• EXERCISES
a. In the account of interning at Practical Horseman, which two sites was the intern told to browse for the research task?
b. Extend the account of interning at Practical Horseman beyond its final sentence.

• EXTRACTED TEXT
++++++++++++++++++++

Carla Lake shares her basically awesome experience of interning for Practical Horseman magazine.
Internships can be a mixed bag, but I had a great experience working for college credit one semester at Practical Horseman–I’ll let some of the first tasks I was assigned speak for themselves.
Get used to my desk area: Sure, OK. Email, got it. Oh hi there, EQUUS intern. Huh, check it out, a Rolodex. I can’t believe an actual magazine still uses these! Flip, flip… OMGWTFBBQ I COULD SERIOUSLY JUST CALL MCLAIN WARD.
Research: Also known as “browse around Dover and SmartPak for three hours and report back on anything new and awesome you find for the ‘New for You’ column.” Not a problem.
Transcription: You want me to listen to the delightfully cantankerous George Morris critique famous eq riders for an hour or two? I think I can make the time.
OK, I’ll stop making you drool. But seriously, if you’re a collegiate equestrian with a literary bent, there are plenty of opportunities to hone your communication skills, get published and make some great contacts—all in a field you already know you love.

++++++++++++++++++++

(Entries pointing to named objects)
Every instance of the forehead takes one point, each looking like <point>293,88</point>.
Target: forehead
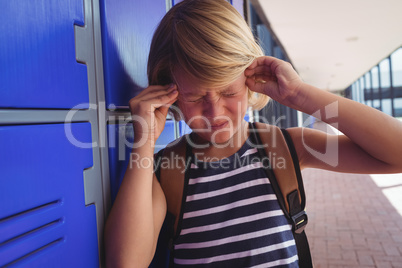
<point>188,85</point>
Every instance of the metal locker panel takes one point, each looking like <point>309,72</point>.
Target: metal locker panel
<point>43,218</point>
<point>121,139</point>
<point>127,29</point>
<point>38,67</point>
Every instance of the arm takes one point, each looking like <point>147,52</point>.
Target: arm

++++++++++++++++++++

• ANSWERS TO THE PROBLEMS
a. Dover and SmartPak.

b.
Internship controversy has been in the news recently—and yes, there are issues with the current system. Could I have done an internship for school credit if I was paying my own way through college? Absolutely not.
But unlike many of the scare stories you hear in the news and some dead-end internship situations friends of mine have experienced, I truly lucked out. At Practical Horseman, the editors tailored my internship to what I wanted to learn about magazine publishing. I proofed issues; I learned how to use inDesign and in addition to other, shorter articles, I even got to write a “My Life” piece on the last page of the magazine (check out your July 2012 issue if you’re curious). All valuable experiences that I was able to put on my resume—and yes, I did end up with a (paid!) job in publishing right after graduating.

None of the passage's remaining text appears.